* Start GIVEN TEXT *

Downsampler

Downsampler in a Nutshell

The UMH Downsampler sits between the field bus and your persistence layer and performs one task with provable bounds: it discards samples that do not contribute new information.

Supported compression modes

  • Dead-band – forwards every value change, suppresses byte-for-byte repeats, and—if max_time is set—adds an audit heartbeat.

  • Swinging-Door Trending (SDT) – maintains a slope-aware envelope; a sample is forwarded only when it would exceed a fixed vertical error bound.

Wildcard overrides let you apply a conservative baseline (deadband {threshold: 0}) and refine it only where tighter compression is beneficial.

  1. First hop into the Unified NamespaceConfiguration: deadband {threshold: 0, max_time: 30m}Effect: Removes pure duplicates while guaranteeing one confirmatory message every 30 min. No latency is introduced.

  2. Noise suppression anywhere in the streamConfiguration: deadband {threshold: 2 × σ_noise, max_time: 1h}Effect: Removes fluctuations beneath the sensor's specified noise floor yet retains all legitimate steps. No latency is introduced.

  3. Final stage before the historianConfiguration: swinging_door {threshold: 2 × σ_noise, min_time: physics_limit, max_time: 1h}Effect: Achieves 95–99 % volume reduction while preserving slope integrity and audit heartbeat. Introduces latency of up to max_time as the algorithm needs to buffer the last point before it can be emitted.

* End GIVEN TEXT *

EXERCISE REQUIREMENTS:
1. Transcribe the Downsampler page, beginning at the words "The UMH Downsampler" and stopping after the words "contribute new information.".
2. On the Downsampler page, how much volume reduction does the final stage before the historian achieve?
The items that come next have no part in this work.

* Start ENTRIES SUPPLIED *

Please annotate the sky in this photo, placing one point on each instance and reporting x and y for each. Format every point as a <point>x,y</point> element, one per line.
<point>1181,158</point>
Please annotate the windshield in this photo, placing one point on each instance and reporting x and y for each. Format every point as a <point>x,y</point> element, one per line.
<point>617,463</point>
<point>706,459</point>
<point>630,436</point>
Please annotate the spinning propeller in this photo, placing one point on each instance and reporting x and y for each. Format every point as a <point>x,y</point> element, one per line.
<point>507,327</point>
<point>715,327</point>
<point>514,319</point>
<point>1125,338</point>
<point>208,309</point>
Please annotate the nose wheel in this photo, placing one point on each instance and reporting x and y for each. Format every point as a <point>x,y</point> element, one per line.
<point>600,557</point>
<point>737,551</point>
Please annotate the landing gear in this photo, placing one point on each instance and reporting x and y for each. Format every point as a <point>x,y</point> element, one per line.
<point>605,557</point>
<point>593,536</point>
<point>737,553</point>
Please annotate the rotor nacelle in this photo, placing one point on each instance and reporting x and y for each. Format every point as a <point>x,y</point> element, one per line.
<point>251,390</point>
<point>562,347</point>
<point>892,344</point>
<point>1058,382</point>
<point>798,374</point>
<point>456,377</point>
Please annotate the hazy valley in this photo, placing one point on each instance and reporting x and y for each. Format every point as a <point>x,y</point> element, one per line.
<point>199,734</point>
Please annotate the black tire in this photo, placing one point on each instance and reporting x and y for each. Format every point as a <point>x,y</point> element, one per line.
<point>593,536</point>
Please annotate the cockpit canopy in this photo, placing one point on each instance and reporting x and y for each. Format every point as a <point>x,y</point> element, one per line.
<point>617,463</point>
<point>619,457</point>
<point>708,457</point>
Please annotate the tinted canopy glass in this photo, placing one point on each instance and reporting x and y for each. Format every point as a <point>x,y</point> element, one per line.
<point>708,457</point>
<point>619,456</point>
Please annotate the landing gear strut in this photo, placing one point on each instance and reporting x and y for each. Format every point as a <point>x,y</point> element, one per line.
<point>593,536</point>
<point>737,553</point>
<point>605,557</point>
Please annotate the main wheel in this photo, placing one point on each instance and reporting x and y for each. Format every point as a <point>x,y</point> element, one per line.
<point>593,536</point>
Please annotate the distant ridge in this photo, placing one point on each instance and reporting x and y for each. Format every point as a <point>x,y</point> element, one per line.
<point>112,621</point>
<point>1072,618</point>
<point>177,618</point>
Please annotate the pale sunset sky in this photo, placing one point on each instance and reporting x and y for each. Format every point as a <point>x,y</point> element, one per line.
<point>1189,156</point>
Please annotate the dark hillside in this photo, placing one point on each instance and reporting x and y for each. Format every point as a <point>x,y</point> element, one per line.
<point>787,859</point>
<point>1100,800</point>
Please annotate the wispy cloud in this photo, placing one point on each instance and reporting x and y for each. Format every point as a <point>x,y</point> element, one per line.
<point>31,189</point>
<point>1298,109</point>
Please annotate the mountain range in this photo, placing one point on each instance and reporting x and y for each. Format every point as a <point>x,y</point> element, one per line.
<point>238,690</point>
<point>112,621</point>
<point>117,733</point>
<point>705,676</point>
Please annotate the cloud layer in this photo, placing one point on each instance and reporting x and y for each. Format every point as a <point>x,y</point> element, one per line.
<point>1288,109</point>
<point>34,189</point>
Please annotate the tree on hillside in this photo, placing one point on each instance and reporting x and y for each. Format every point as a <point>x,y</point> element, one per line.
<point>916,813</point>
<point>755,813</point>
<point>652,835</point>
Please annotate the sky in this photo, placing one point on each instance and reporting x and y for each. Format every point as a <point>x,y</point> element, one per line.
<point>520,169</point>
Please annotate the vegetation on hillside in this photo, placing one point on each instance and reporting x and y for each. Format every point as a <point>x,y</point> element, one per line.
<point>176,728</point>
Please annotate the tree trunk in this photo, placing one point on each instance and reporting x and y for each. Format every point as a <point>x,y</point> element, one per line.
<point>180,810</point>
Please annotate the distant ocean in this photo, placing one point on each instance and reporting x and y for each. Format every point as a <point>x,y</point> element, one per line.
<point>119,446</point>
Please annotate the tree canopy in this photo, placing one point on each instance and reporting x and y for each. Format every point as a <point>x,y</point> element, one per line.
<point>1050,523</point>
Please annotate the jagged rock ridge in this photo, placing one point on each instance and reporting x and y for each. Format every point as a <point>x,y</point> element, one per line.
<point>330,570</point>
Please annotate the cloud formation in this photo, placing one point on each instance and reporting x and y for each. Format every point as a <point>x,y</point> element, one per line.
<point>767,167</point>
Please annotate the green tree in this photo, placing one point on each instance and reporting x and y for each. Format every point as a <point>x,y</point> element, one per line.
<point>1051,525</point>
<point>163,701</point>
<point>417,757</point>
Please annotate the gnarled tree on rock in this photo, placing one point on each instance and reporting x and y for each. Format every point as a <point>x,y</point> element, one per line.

* End ENTRIES SUPPLIED *

RESULTS OF THE EXERCISE:
1.
The UMH Downsampler sits between the field bus and your persistence layer and performs one task with provable bounds: it discards samples that do not contribute new information.

2. 95–99 %